> **Supplied passage**
>>>

Friday, August 22, 2008

Patent Act_5

What are the types of inventions which are not patentable in India?

An invention may satisfy the conditions of novelty, inventiveness and usefulness but it may not qualify for a patent under the following situations:
(i) An invention which is frivolous or which claims anything Obviously contrary to well established natural laws e.g. different types of perpetual motion machines.
(ii) An invention the primary or intended use of which would be contrary to law or morality or injurious to public health e.g. a process for the preparation of a beverage which involves use of a carcinogenic substance, although the beverage may have higher nourishment value.
(iii) The mere discovery of a scientific principal or formulation of an abstract theory e.g., Raman effect.
(iv) The mere discovery of any new property or new use of known substance or the mere use of a known process, machine or apparatus unless such a known process results in a new product or employs at least one new reactant.
(v) A substance obtained by a mere admixture resulting only in the aggregation of the properties of the components thereof or a process for producing such substance.
(vi) The mere arrangement or rearrangement or duplication of features of known devices each functioning independently of one another in a known way.
(vii) A method or process of testing applicable during the process of manufacture for rendering the machine, apparatus or other equipment more efficient.
(viii) A method of agriculture or horticulture .

<<<

(Lines from a data source)
>>>

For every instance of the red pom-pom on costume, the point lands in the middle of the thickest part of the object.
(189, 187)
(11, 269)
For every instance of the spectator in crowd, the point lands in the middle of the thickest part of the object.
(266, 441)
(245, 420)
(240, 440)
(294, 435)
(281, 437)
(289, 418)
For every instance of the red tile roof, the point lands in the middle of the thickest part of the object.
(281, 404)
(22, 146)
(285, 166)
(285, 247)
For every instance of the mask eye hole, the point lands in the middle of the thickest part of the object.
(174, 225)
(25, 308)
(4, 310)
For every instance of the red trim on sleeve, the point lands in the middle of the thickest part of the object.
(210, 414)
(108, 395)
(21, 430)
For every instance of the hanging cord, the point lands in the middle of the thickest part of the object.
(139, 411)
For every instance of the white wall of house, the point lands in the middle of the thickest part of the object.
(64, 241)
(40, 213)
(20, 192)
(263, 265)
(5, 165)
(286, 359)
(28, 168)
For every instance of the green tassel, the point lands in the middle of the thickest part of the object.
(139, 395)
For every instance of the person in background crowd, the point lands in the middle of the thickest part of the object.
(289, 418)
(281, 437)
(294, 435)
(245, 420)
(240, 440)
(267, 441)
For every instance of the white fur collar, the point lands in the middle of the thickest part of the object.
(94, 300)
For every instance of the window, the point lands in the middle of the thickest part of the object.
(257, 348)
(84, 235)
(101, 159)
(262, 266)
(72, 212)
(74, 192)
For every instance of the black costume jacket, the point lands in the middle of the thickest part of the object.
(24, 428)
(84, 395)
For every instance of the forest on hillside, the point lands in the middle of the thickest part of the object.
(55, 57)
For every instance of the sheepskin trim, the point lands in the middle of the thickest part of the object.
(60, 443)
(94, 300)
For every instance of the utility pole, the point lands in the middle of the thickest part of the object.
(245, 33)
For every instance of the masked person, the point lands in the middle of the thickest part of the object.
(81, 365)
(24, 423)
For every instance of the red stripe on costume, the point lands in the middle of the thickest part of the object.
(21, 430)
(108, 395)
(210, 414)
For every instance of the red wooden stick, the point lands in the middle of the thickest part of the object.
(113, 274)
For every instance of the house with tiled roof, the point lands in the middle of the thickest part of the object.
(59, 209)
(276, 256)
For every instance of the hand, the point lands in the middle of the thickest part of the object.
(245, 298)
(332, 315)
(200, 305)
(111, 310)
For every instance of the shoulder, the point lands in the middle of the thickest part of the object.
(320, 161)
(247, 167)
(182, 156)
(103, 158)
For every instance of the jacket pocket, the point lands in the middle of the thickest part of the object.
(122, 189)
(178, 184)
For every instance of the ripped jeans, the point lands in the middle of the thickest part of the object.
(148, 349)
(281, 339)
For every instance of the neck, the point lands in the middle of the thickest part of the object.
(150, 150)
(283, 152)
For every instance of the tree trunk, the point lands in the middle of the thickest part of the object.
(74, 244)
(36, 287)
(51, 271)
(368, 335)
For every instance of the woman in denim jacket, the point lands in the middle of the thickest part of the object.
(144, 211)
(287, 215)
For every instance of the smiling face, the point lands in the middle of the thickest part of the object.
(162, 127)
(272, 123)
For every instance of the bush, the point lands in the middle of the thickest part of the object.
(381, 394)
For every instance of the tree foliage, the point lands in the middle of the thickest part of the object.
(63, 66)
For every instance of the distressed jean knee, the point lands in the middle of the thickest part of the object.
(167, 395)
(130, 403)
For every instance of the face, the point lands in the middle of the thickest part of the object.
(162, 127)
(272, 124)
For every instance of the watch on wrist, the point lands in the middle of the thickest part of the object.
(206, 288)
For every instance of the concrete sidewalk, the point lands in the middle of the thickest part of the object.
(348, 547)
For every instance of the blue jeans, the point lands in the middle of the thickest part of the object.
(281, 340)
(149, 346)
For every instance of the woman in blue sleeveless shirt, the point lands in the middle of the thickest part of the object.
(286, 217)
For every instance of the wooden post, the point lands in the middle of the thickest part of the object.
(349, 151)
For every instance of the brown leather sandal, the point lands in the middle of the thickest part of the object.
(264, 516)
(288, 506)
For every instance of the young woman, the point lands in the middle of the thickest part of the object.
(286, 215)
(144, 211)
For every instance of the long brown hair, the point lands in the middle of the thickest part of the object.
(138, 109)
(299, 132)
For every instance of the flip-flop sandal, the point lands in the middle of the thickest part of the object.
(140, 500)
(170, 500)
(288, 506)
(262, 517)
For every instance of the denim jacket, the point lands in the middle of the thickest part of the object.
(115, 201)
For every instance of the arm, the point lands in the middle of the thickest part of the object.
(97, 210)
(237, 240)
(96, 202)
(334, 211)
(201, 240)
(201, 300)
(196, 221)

<<<

> **Work required**
In the passage on inventions not patentable in India, what example is given of an invention that claims something obviously contrary to well established natural laws? These lines are separate material and have no connection to the passage on patents.

> **Result**
Different types of perpetual motion machines.